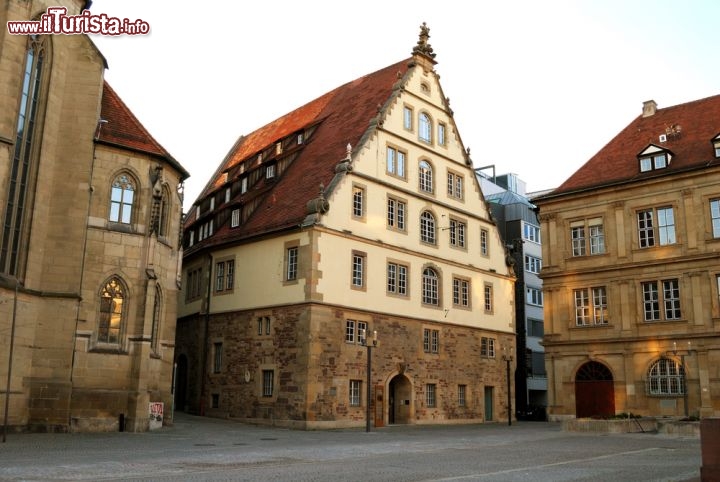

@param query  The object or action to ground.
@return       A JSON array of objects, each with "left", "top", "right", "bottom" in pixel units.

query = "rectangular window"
[
  {"left": 527, "top": 318, "right": 545, "bottom": 338},
  {"left": 637, "top": 209, "right": 655, "bottom": 248},
  {"left": 386, "top": 146, "right": 407, "bottom": 178},
  {"left": 438, "top": 122, "right": 447, "bottom": 146},
  {"left": 225, "top": 259, "right": 235, "bottom": 290},
  {"left": 573, "top": 286, "right": 608, "bottom": 326},
  {"left": 480, "top": 336, "right": 495, "bottom": 358},
  {"left": 257, "top": 316, "right": 270, "bottom": 336},
  {"left": 657, "top": 208, "right": 677, "bottom": 246},
  {"left": 449, "top": 219, "right": 467, "bottom": 248},
  {"left": 485, "top": 284, "right": 493, "bottom": 313},
  {"left": 387, "top": 263, "right": 408, "bottom": 296},
  {"left": 453, "top": 278, "right": 470, "bottom": 308},
  {"left": 637, "top": 207, "right": 677, "bottom": 248},
  {"left": 425, "top": 383, "right": 437, "bottom": 408},
  {"left": 525, "top": 255, "right": 542, "bottom": 274},
  {"left": 525, "top": 288, "right": 543, "bottom": 306},
  {"left": 387, "top": 198, "right": 407, "bottom": 231},
  {"left": 350, "top": 380, "right": 362, "bottom": 407},
  {"left": 352, "top": 186, "right": 365, "bottom": 218},
  {"left": 662, "top": 279, "right": 680, "bottom": 320},
  {"left": 642, "top": 279, "right": 682, "bottom": 321},
  {"left": 345, "top": 320, "right": 355, "bottom": 343},
  {"left": 590, "top": 224, "right": 605, "bottom": 254},
  {"left": 352, "top": 253, "right": 365, "bottom": 288},
  {"left": 215, "top": 261, "right": 225, "bottom": 291},
  {"left": 285, "top": 246, "right": 298, "bottom": 281},
  {"left": 403, "top": 106, "right": 413, "bottom": 131},
  {"left": 710, "top": 199, "right": 720, "bottom": 238},
  {"left": 458, "top": 385, "right": 467, "bottom": 407},
  {"left": 423, "top": 328, "right": 440, "bottom": 353},
  {"left": 447, "top": 172, "right": 465, "bottom": 199},
  {"left": 213, "top": 342, "right": 222, "bottom": 373},
  {"left": 263, "top": 370, "right": 275, "bottom": 397},
  {"left": 523, "top": 222, "right": 540, "bottom": 243},
  {"left": 570, "top": 226, "right": 585, "bottom": 256}
]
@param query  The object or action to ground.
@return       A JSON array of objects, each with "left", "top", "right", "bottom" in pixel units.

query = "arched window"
[
  {"left": 158, "top": 186, "right": 170, "bottom": 236},
  {"left": 109, "top": 173, "right": 135, "bottom": 224},
  {"left": 420, "top": 211, "right": 435, "bottom": 244},
  {"left": 150, "top": 285, "right": 162, "bottom": 352},
  {"left": 0, "top": 35, "right": 49, "bottom": 276},
  {"left": 418, "top": 112, "right": 432, "bottom": 144},
  {"left": 98, "top": 276, "right": 125, "bottom": 344},
  {"left": 418, "top": 160, "right": 433, "bottom": 193},
  {"left": 422, "top": 268, "right": 440, "bottom": 305},
  {"left": 647, "top": 358, "right": 685, "bottom": 395}
]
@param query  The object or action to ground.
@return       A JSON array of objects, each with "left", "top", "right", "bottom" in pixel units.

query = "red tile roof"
[
  {"left": 96, "top": 82, "right": 190, "bottom": 179},
  {"left": 185, "top": 59, "right": 410, "bottom": 247},
  {"left": 548, "top": 95, "right": 720, "bottom": 197}
]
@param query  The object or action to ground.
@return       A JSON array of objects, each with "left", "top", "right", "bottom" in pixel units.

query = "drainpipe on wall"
[{"left": 200, "top": 253, "right": 212, "bottom": 415}]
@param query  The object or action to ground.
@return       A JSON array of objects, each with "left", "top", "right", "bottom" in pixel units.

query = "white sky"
[{"left": 91, "top": 0, "right": 720, "bottom": 210}]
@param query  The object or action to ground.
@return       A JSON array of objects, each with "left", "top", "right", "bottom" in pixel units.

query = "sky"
[{"left": 91, "top": 0, "right": 720, "bottom": 210}]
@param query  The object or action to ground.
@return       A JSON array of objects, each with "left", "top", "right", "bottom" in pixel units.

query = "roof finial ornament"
[{"left": 413, "top": 22, "right": 435, "bottom": 59}]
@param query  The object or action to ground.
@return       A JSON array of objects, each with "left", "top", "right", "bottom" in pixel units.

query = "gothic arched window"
[{"left": 98, "top": 276, "right": 126, "bottom": 344}]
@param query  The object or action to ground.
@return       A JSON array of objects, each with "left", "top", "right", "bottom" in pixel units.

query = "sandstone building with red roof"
[
  {"left": 175, "top": 25, "right": 515, "bottom": 429},
  {"left": 0, "top": 0, "right": 188, "bottom": 431},
  {"left": 533, "top": 96, "right": 720, "bottom": 419}
]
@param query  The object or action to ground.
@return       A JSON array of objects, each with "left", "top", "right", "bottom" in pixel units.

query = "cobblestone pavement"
[{"left": 0, "top": 413, "right": 701, "bottom": 482}]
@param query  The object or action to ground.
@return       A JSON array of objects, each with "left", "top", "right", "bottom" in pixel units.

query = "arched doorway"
[
  {"left": 575, "top": 361, "right": 615, "bottom": 418},
  {"left": 173, "top": 355, "right": 187, "bottom": 412},
  {"left": 388, "top": 374, "right": 412, "bottom": 424}
]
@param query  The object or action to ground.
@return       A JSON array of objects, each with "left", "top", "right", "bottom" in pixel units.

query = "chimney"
[{"left": 643, "top": 100, "right": 657, "bottom": 117}]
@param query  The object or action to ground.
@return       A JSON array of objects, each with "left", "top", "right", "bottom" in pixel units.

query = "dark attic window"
[{"left": 638, "top": 146, "right": 671, "bottom": 172}]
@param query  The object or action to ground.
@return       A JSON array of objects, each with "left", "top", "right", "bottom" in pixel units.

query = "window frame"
[
  {"left": 421, "top": 266, "right": 442, "bottom": 307},
  {"left": 645, "top": 357, "right": 687, "bottom": 397},
  {"left": 423, "top": 328, "right": 440, "bottom": 354},
  {"left": 385, "top": 261, "right": 410, "bottom": 298},
  {"left": 385, "top": 195, "right": 407, "bottom": 233},
  {"left": 351, "top": 183, "right": 367, "bottom": 221},
  {"left": 348, "top": 379, "right": 362, "bottom": 407},
  {"left": 385, "top": 145, "right": 407, "bottom": 181},
  {"left": 107, "top": 171, "right": 140, "bottom": 226},
  {"left": 640, "top": 278, "right": 683, "bottom": 323},
  {"left": 350, "top": 250, "right": 367, "bottom": 291},
  {"left": 420, "top": 210, "right": 437, "bottom": 246}
]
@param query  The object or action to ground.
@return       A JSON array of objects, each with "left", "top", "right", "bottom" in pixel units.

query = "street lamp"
[
  {"left": 360, "top": 330, "right": 378, "bottom": 432},
  {"left": 667, "top": 341, "right": 693, "bottom": 418},
  {"left": 503, "top": 347, "right": 513, "bottom": 426}
]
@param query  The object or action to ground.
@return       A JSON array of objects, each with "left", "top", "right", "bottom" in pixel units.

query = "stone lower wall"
[{"left": 186, "top": 304, "right": 514, "bottom": 429}]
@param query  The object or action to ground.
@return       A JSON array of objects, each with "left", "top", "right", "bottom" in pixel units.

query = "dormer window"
[{"left": 638, "top": 144, "right": 672, "bottom": 172}]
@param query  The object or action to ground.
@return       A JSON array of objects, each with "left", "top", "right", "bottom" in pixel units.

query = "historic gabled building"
[
  {"left": 0, "top": 0, "right": 188, "bottom": 431},
  {"left": 533, "top": 96, "right": 720, "bottom": 419},
  {"left": 176, "top": 25, "right": 515, "bottom": 428}
]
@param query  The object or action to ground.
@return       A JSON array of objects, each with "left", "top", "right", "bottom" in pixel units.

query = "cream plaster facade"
[{"left": 176, "top": 31, "right": 515, "bottom": 429}]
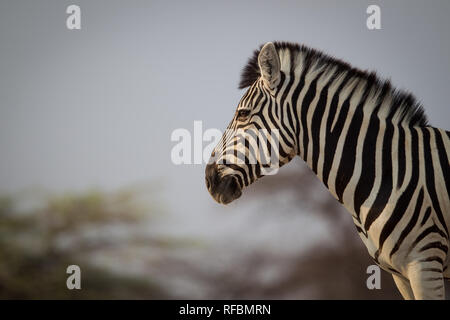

===

> _REQUEST_
Identify every line of the items above that contains the string "wall", and copy each one. Case counts.

> _WRITTEN SOLUTION_
query = "drainpipe on wall"
query = "stone lower wall"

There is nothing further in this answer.